Task directions » Convert every line of the entries below into a Markdown table with two columns, Row and Line, numbering the rows in order. Skip blank lines and leave the pictures out.
----
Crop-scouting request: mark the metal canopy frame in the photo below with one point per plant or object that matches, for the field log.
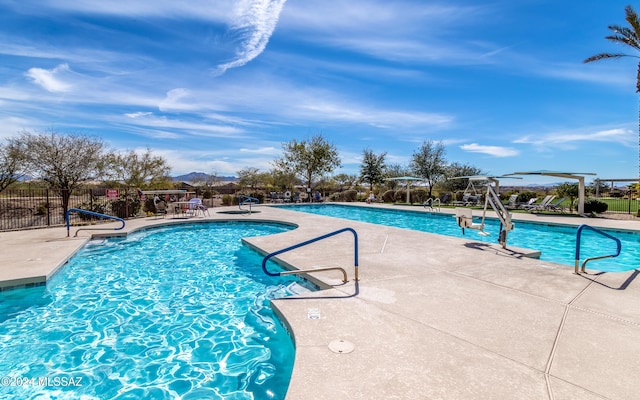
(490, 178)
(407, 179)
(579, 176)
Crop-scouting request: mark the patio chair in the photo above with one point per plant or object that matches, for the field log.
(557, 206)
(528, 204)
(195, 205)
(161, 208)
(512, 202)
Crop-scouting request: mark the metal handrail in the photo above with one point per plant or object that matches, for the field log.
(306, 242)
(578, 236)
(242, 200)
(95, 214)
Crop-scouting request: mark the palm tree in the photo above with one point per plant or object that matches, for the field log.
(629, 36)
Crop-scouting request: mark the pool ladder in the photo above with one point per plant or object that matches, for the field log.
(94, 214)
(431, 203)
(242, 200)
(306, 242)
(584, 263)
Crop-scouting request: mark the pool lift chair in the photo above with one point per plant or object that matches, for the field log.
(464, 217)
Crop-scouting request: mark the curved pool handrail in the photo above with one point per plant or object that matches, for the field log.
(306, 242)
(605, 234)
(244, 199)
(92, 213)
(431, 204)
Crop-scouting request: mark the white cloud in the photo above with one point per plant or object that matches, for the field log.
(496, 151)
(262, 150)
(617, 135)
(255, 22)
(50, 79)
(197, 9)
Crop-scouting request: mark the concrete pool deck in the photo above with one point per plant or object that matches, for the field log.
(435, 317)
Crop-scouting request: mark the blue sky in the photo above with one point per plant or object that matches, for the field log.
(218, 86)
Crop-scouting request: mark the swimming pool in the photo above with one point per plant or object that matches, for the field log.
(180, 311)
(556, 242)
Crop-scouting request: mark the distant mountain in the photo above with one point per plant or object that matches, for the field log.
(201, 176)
----
Worked answer »
| Row | Line |
|---|---|
| 1 | Crop-scouting request: mark the metal canopy frame in the photo below with one point per plant or object that matches, for the field log. |
| 2 | (490, 178) |
| 3 | (407, 179) |
| 4 | (579, 176) |
| 5 | Crop-scouting request: mark the patio chair in the photo above with one point per plant or object that matches, for the field log. |
| 6 | (557, 206) |
| 7 | (528, 204) |
| 8 | (195, 205) |
| 9 | (161, 208) |
| 10 | (512, 202) |
| 11 | Crop-scouting request: mark the metal handrail in the photo above with one point per plant or object that matches, for the field log. |
| 12 | (306, 242) |
| 13 | (578, 236) |
| 14 | (242, 200) |
| 15 | (95, 214) |
| 16 | Crop-scouting request: mark the palm tree in the photo above with one point per plant or object that matches, for the field log. |
| 17 | (629, 36) |
| 18 | Crop-scouting request: mark the pool ladder in the photo above with one point per plant or object that matches, for the field log. |
| 19 | (94, 214) |
| 20 | (431, 203) |
| 21 | (242, 200) |
| 22 | (306, 242) |
| 23 | (584, 263) |
| 24 | Crop-scouting request: mark the pool lift chair in the photo above with one point per plant or object that matches, for the field log. |
| 25 | (464, 217) |
| 26 | Crop-scouting request: mark the curved pool handrail in the photo above with one point per plant or object that matches, for the field log. |
| 27 | (306, 242) |
| 28 | (605, 234) |
| 29 | (244, 199) |
| 30 | (92, 213) |
| 31 | (431, 204) |
| 32 | Crop-scouting request: mark the white cloud in the photo above with one point per plant or object that matches, for the field log. |
| 33 | (496, 151) |
| 34 | (262, 150) |
| 35 | (617, 135) |
| 36 | (255, 22) |
| 37 | (50, 79) |
| 38 | (197, 9) |
| 39 | Crop-scouting request: mark the concrete pool deck in the photo above with one point per plant or object that matches, for the field log. |
| 40 | (435, 317) |
| 41 | Crop-scouting request: mark the blue sky in the photo above with one point per plant or object that matches, for the field log. |
| 42 | (218, 86) |
| 43 | Crop-scouting request: mark the swimming pool in the photo above with one point per plant or object that matches, for the field log. |
| 44 | (180, 311) |
| 45 | (556, 242) |
| 46 | Crop-scouting request: mark the distant mountain in the photo above with one point per plant or object that matches, for the field log. |
| 47 | (201, 176) |